Excerpt provided Block Start
TV set-top boxes are being illegally tinkered with. Scammers that are looking to commit fraud will use the TV set-top boxes to implement malware. Initially the malware masks as a play button or something comparable. It will execute when the user unknowingly triggers it.
Due to the requirement of inputting personal details when registering and setting up the TV top-boxes, a victim’s personal information is put front and center post-malware infection. Authorities are linking this scam to the rise in “jail-broken” electronics.
In an attempt to receive TV channels that are normally restricted to paying customers, users will seek out the jail-broken devices in order to unlawfully gain access. It is due to this sentiment that the malware TV top-boxes are even a thing.
The Warwickshire Police offered an official statement on the situation:
“The set-top boxes can come with many common features the person purchasing may be unaware of, such as sites offering access to copyright infringing material and access to illegal sites. The set-top boxes may also contain infected malware that is disguised as something as innocent as a play button and is unknowingly initiated by the user; potentially impacting other electronic devices.
Excerpt provided Block End
Extracted entries Block Start
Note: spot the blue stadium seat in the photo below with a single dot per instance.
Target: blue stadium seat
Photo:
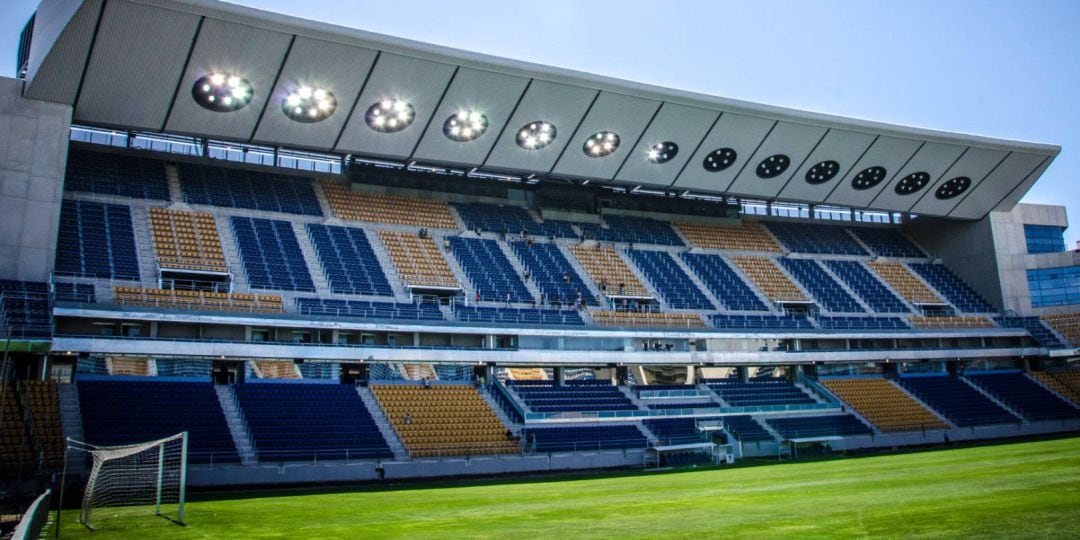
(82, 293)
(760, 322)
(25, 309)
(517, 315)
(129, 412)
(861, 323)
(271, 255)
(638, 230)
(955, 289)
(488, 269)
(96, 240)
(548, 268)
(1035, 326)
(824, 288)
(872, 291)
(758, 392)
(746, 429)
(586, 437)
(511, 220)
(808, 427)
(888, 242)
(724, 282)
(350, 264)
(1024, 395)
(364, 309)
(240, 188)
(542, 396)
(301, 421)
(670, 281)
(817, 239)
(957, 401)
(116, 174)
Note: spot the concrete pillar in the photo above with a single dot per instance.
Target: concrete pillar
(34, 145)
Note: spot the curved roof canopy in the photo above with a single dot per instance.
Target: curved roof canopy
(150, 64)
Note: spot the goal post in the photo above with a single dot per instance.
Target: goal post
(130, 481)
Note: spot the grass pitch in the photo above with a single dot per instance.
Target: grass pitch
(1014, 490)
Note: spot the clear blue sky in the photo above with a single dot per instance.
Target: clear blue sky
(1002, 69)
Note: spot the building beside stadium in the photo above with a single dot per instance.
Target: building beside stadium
Extracted entries Block End
▶ _Parts of the exercise_
1) Answer these questions from the passage on set-top box malware.
(a) What does the malware initially pose as?
(b) To what rise do authorities link this scam?
(c) Which police force offered an official statement on the situation?
2) Continue the passage on set-top box malware from the point at which it stops.

▶ _Task-by-task outputs_
1)
(a) A play button or something comparable.
(b) The rise in "jail-broken" electronics.
(c) The Warwickshire Police.

2)
The users will normally have used some personal details when setting up the set-top box, which could be used to defraud them. Consequently, what may appear to be a bargain for the consumer may quickly turn into a genuine problem by loss of personal data and/or money.”
There are ways to (easily) prevent this from happening. First and foremost: don’t purchase jail-broken electronics. The risk of getting caught is too high. Second, when you do decide to purchase jail-broken electronics, use commonsense when registering them.
Do NOT use any personal information. DO use an alias. DON’T use a password/PIN you’ve used before. DO use a large variety of random letters and numbers.
Don’t be stupid and you’ll have nothing to worry about.